### Dataset records
★ ★ ★

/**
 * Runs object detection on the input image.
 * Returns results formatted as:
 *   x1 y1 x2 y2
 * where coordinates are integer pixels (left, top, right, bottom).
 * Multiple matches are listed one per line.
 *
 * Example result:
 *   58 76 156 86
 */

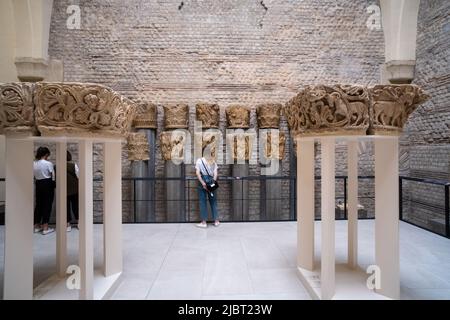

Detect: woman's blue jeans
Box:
197 175 219 221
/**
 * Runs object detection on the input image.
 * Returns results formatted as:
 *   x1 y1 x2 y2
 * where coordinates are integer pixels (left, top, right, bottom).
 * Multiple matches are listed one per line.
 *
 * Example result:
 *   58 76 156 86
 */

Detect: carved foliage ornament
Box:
195 103 220 129
284 85 369 136
35 83 136 137
159 130 187 161
256 103 281 129
133 102 157 129
195 131 221 159
164 104 189 129
127 132 150 161
370 85 429 135
0 82 36 134
226 105 250 129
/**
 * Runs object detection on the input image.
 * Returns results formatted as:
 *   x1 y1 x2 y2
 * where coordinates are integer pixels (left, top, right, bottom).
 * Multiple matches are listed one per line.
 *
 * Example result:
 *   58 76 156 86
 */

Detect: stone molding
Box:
227 133 255 161
195 103 220 129
256 103 282 129
159 130 187 162
225 105 250 129
283 84 428 136
34 82 136 138
127 132 150 161
0 82 37 134
260 130 286 160
133 102 158 129
164 104 189 129
369 85 429 135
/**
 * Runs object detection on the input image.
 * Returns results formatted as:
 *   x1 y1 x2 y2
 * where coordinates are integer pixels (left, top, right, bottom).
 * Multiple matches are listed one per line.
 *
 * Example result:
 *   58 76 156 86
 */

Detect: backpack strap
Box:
200 158 213 177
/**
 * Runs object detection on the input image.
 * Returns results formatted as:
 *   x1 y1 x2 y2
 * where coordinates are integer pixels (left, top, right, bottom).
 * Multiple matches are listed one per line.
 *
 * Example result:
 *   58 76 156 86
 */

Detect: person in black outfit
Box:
67 151 79 232
33 147 55 235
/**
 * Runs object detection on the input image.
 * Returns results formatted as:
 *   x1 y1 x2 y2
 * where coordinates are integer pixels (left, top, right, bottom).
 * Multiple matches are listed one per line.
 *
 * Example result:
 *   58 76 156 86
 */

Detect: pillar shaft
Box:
78 140 94 300
56 141 67 277
344 140 358 268
321 137 335 299
103 141 122 277
375 137 400 299
3 139 34 300
297 140 314 270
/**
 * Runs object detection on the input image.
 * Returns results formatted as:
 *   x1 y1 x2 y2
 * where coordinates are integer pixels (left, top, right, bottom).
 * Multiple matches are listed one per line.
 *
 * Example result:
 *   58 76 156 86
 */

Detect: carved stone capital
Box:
159 130 187 161
34 82 136 138
133 102 158 129
227 133 255 161
195 131 221 160
284 85 369 136
225 105 250 129
0 82 37 134
127 132 150 161
256 103 281 129
369 84 429 135
261 131 286 160
164 104 189 129
195 103 220 129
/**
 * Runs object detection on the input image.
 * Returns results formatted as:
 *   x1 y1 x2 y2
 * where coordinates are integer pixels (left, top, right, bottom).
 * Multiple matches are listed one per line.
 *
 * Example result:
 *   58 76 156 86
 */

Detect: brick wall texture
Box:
402 0 450 233
44 0 449 225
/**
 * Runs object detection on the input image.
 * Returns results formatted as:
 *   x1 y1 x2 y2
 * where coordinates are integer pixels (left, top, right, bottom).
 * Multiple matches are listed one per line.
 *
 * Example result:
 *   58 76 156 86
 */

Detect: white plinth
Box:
33 270 122 300
297 264 389 300
297 136 400 299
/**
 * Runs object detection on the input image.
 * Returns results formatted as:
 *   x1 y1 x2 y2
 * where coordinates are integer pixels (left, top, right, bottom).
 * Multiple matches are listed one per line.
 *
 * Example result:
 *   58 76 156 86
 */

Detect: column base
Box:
33 269 122 300
297 264 391 300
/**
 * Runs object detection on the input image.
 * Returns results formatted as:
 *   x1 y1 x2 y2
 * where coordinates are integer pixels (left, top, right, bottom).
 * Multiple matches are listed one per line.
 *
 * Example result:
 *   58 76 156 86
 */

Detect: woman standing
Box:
33 147 55 235
195 148 220 228
67 151 79 232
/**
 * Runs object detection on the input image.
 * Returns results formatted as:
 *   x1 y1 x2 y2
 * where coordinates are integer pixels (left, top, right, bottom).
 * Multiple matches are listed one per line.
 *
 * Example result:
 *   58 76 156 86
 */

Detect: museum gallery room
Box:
0 0 450 302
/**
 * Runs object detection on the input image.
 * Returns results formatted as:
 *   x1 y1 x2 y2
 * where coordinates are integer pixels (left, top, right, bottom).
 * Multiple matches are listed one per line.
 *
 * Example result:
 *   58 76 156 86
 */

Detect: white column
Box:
320 137 335 299
103 141 122 276
79 140 94 300
375 137 400 299
347 139 358 268
56 141 67 277
297 139 314 270
3 139 34 300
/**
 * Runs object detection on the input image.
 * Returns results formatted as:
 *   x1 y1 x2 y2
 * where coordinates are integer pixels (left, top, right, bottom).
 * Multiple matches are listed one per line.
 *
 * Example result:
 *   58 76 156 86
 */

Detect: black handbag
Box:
201 159 219 193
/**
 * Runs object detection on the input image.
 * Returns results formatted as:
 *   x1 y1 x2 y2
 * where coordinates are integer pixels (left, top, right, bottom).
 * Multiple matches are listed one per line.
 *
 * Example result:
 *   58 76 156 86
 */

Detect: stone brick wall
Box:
49 0 384 221
402 0 450 233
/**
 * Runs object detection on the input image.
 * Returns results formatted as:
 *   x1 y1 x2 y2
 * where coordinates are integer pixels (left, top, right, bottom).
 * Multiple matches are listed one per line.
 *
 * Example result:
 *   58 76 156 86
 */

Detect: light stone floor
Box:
0 220 450 299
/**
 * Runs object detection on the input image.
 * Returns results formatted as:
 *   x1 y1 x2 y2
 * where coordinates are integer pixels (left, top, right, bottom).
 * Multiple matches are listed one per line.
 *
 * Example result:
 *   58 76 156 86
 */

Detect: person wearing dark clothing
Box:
67 151 79 232
33 147 55 235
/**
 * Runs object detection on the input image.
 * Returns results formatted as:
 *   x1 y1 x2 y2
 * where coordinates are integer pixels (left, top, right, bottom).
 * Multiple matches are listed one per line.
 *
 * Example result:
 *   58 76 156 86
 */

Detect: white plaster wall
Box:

★ ★ ★

### TASK DETAILS
Please rewrite the stretch from the start of the items through the line containing "226 105 250 129", replacing "object detection" with "object localization" and keeping everything else the same. Omit the pictures from your answer.

### PROBLEM SOLUTION
/**
 * Runs object localization on the input image.
 * Returns results formatted as:
 *   x1 y1 x2 y2
 * where coordinates are integer pixels (left, top, right, bottom).
 * Multiple matches are listed one per line.
 *
 * Example result:
 *   58 76 156 86
 */


Detect: woman's blue jeans
Box:
197 175 219 221
/**
 * Runs object localization on the input image.
 * Returns results formatted as:
 *   x1 y1 x2 y2
 * where coordinates are integer pixels (left, top, right, bottom).
 * Multiple matches are listed one per line.
 *
 * Example result:
 *   58 76 156 86
 */

Detect: carved foliage ornament
Box:
195 103 220 129
284 85 369 136
35 83 136 137
159 130 187 161
256 103 281 129
133 102 157 129
195 131 221 159
164 104 189 129
127 132 150 161
370 85 429 135
0 82 36 134
226 105 250 129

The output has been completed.